- Required tasks -
1 > In the blog post, who insisted that a blog entry be written tonight?
2 > Copy the blog post again, everything from "So I've cut" down to "with my girls.", renaming "Pilates" as "yoga".
3 > Write what comes next in the blog post about a busy life, picking up after its final sentence.

- Text excerpt -

———

Sunday, March 25, 2012
Yep, still here!
So I'm back, by popular demand. Or at least by my husband's demand. "Write a blog tonight!" he insisted. Me, I'm just tired.
I can't even remember the last time I wrote a blog entry. I miss it! But life has taken over and I just don't have the time right now. Work. School. Homework. Parenting. Marriage. Home ownership. And so on. I am superwoman extraordinaire by my own admission, but even I'm crying uncle. Life is great, really really great, but it's too much at once.
The good news is that Johnny is the world's best father and while I am working or sitting in a class I hate (I love one, I hate the other), or running or wherever I am, I know my girls are happy and busy and learning. I know they are engaged. I know they are loved. But I miss them.
So I've cut back on social outings. I've cut back on some exercising (sorry, Sunday afternoon Pilates! I do miss you!). I have cut back on sleep, phone calls, housework, emails, etc., even more than before. I have too much to do, and I want to spend every spare minute with my girls.

———

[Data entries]
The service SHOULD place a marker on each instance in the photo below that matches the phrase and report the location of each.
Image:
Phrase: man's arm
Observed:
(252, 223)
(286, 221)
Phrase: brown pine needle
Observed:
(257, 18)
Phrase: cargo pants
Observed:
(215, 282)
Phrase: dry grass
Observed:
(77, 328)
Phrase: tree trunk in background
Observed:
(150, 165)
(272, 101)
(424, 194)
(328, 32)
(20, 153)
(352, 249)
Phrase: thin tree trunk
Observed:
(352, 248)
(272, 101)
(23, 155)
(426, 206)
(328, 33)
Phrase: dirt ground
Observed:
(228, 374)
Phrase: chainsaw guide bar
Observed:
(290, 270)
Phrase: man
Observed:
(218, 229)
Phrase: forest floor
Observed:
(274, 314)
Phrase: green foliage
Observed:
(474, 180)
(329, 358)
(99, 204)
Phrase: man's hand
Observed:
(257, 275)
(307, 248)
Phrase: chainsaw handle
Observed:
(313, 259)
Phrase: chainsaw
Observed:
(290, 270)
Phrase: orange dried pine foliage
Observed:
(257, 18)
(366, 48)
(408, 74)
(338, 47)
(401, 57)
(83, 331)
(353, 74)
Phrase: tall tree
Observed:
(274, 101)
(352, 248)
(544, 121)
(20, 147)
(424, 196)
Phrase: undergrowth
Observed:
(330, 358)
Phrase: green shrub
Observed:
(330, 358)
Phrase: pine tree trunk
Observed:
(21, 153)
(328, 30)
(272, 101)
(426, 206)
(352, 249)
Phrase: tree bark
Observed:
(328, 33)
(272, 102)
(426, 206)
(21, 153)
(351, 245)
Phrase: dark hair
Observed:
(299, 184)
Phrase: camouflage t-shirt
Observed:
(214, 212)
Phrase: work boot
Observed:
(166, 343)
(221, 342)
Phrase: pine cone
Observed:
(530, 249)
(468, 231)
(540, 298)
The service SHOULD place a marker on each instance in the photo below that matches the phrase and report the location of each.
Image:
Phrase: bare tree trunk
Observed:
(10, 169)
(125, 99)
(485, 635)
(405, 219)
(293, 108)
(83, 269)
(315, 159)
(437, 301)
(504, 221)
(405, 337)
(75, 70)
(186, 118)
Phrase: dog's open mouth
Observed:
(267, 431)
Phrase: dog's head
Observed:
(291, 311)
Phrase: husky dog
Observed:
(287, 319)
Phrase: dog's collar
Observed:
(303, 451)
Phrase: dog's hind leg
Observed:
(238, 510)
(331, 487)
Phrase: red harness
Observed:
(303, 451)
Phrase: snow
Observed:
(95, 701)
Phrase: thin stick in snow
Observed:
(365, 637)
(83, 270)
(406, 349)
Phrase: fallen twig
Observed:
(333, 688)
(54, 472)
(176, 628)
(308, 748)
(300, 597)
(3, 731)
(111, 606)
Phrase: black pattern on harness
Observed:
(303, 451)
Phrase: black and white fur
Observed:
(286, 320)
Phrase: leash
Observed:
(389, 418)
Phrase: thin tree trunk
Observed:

———

- Numbered responses -
1 > The writer's husband.

2 >
So I've cut back on social outings. I've cut back on some exercising (sorry, Sunday afternoon yoga! I do miss you!). I have cut back on sleep, phone calls, housework, emails, etc., even more than before. I have too much to do, and I want to spend every spare minute with my girls.

3 >
Last week I was getting ready for work one morning. I had already run and then showered, and it was getting late. I was rushing around doing a million things at once: packing a bag, drying my hair, putting on shoes, making lunch. Thora walked over and handed me Llama Llama Red Pajama, the book we always read together. "Read this!" she demanded. "I can't, Bea," I said, "Mama's gotta go to work." I pushed her gently away. "Read this!" she demanded again, and I thought about how quickly she is growing up and how much I love to read with her and how I suspect that Llama Llama Red Pajama is her favorite book to read with me because of the line "Mama llama's always near even when she's not right here." Or maybe it's the kisses she leans in on cue to receive. But either way. I sat down on the couch and pulled her on my lap and we read it twice, and life waited ten minutes. It was worth it. Now I try to get up a little earlier and set some time aside to do something with her every morning before I go. This morning we made muffins. Other mornings we read or draw or build Lego towers or make waffles shaped like hearts or paint our nails or make videos to send to people we love or take a shower together and hang around in matching bathrobes or share a bowl of oatmeal. On days I have school, I miss bedtime so these mornings are so important to me.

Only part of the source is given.